--- WHAT IS NEEDED ---
Begin with the line containing "Indicate the silver" and copy each line exactly through the last line of the entries, inclusive.

Labeled-object pointing entries:
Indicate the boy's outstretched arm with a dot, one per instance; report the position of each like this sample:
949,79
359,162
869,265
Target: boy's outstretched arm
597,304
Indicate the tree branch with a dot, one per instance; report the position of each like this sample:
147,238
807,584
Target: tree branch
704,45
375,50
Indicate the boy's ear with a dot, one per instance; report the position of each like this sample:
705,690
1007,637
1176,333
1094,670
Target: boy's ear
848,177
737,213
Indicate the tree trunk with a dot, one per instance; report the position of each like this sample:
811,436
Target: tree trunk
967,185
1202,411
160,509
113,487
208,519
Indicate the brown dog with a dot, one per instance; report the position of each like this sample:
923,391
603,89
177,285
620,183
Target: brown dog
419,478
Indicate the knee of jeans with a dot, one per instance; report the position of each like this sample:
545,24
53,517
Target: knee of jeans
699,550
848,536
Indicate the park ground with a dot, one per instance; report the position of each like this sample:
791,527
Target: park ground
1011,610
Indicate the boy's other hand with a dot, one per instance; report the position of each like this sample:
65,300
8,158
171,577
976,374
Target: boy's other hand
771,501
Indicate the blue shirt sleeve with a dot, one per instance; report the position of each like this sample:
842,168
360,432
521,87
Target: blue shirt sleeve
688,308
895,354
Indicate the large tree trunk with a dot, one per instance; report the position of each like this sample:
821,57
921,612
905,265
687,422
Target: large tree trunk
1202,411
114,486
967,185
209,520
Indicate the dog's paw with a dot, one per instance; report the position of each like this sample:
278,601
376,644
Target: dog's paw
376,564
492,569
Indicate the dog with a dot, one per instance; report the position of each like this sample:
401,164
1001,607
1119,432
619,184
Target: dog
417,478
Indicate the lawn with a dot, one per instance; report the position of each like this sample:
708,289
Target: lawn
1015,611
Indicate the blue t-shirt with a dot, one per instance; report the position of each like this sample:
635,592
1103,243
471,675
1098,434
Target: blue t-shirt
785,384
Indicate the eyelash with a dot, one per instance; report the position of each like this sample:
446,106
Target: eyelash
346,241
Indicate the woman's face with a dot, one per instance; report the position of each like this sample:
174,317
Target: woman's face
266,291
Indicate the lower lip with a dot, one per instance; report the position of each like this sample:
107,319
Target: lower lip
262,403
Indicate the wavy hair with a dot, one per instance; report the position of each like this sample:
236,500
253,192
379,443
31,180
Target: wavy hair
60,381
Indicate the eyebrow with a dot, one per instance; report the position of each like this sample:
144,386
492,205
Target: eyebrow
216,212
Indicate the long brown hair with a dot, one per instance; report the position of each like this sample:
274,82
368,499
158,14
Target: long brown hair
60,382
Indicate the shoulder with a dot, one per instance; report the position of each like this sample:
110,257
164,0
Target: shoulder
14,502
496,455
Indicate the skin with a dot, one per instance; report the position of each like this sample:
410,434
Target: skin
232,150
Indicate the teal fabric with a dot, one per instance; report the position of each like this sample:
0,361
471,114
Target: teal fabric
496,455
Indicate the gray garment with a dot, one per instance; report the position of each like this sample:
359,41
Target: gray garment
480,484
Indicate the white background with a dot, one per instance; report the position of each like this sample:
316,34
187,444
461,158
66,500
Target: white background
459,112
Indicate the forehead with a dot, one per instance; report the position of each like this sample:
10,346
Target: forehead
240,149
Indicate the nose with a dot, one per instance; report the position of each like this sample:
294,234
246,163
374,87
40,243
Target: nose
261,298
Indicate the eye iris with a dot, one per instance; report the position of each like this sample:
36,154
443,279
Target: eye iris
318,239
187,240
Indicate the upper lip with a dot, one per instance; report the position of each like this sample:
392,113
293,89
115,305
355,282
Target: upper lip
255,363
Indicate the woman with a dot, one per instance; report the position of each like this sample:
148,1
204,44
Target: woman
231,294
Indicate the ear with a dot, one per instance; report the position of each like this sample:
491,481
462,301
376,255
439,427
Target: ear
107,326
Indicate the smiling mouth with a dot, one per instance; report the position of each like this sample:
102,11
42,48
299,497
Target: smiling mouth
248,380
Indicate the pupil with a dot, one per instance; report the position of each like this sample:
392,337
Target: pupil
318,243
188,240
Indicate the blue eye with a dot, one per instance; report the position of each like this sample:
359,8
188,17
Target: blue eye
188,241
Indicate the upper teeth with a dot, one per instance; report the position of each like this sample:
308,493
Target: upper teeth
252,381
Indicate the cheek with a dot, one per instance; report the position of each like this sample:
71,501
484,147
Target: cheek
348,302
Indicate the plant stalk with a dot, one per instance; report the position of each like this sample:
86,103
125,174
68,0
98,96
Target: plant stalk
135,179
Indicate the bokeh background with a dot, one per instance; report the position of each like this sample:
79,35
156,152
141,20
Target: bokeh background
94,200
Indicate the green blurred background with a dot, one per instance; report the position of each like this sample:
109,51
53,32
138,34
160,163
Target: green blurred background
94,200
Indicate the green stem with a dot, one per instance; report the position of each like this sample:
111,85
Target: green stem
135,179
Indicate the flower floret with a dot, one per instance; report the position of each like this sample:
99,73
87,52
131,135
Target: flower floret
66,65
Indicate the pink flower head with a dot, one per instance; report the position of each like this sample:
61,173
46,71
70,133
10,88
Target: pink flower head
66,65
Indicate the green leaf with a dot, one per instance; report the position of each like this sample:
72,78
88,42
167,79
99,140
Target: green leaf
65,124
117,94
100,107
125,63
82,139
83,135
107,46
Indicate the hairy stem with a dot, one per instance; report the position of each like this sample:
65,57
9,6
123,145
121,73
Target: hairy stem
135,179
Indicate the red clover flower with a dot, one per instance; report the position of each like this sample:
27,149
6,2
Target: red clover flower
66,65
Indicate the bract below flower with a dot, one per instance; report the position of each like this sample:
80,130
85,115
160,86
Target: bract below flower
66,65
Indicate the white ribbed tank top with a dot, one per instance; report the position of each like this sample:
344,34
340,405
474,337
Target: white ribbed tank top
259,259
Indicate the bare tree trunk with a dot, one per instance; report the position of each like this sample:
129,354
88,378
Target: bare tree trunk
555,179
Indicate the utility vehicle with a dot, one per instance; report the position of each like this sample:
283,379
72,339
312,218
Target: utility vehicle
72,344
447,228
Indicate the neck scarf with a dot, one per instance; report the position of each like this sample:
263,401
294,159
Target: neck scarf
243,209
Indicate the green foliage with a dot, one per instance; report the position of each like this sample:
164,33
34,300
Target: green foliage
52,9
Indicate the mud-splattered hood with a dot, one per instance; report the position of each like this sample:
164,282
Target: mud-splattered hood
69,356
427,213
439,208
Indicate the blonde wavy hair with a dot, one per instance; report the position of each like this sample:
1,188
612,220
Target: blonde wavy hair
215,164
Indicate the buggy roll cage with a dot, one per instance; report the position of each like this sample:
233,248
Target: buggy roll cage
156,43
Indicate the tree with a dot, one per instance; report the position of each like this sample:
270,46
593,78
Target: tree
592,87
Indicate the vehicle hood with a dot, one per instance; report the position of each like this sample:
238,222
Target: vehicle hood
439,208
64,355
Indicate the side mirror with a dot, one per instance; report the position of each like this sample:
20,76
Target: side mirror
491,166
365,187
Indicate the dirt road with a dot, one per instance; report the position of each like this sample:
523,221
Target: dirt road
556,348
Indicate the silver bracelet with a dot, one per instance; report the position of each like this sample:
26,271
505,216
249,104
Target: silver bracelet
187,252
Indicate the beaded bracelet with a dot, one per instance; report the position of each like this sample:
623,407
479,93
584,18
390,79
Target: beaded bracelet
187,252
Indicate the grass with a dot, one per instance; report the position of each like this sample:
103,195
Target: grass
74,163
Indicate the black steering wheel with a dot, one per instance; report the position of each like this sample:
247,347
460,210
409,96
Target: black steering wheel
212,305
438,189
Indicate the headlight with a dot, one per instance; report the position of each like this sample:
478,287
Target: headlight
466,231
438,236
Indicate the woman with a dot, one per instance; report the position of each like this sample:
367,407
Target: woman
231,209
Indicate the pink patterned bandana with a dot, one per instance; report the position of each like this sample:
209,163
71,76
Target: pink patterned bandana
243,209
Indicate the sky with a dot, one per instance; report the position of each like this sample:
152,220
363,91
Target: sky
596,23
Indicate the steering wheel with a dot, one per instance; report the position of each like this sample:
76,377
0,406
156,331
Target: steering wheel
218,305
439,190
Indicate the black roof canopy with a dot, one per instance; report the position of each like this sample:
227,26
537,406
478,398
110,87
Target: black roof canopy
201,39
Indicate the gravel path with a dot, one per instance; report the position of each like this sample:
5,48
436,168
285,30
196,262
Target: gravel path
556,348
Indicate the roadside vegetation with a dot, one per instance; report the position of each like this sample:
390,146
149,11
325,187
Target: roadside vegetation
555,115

--- RESPONSE TO THIS EXERCISE ---
Indicate the silver bracelet with a dot, one per instance; report the position of each like this sample:
26,271
505,216
249,104
Target: silver bracelet
187,252
Indicate the beaded bracelet with a dot, one per instance; report the position of each like this sample:
623,407
479,93
584,18
390,79
Target: beaded bracelet
187,252
Indicate the grass with a dot, one per instance; report the position of each like this sample:
103,195
Target: grass
74,163
Indicate the black steering wheel with a dot, one per instance; report the position of each like this sample:
247,347
460,210
409,96
Target: black steering wheel
212,305
438,189
Indicate the headlight with a dot, one per instance; report the position of each like this sample:
478,287
Target: headlight
466,231
438,236
Indicate the woman with a dot, one per instance; report the position of each like this sample:
367,407
Target: woman
231,209
Indicate the pink patterned bandana with a dot, one per instance; report the position of each like this sample:
209,163
71,76
Target: pink patterned bandana
243,209
Indicate the sky with a dot, one per instance; report the position of each like this sample:
152,220
363,91
Target: sky
596,23
Indicate the steering wheel with a dot, one per instance; report the position of each like this sample:
76,377
0,406
156,331
Target: steering wheel
218,305
439,190
Indicate the black roof canopy with a dot, one per instance; report the position of each like this sample:
227,26
537,406
478,398
110,87
Target: black roof canopy
201,39
Indicate the gravel path with a dot, one per instance; report the position of each like this sample:
5,48
436,168
285,30
196,262
Target: gravel path
556,348
Indicate the roadside vegetation with a dot, one per instance; report the position of each like this sample:
390,146
149,11
325,187
Target: roadside vegetation
555,115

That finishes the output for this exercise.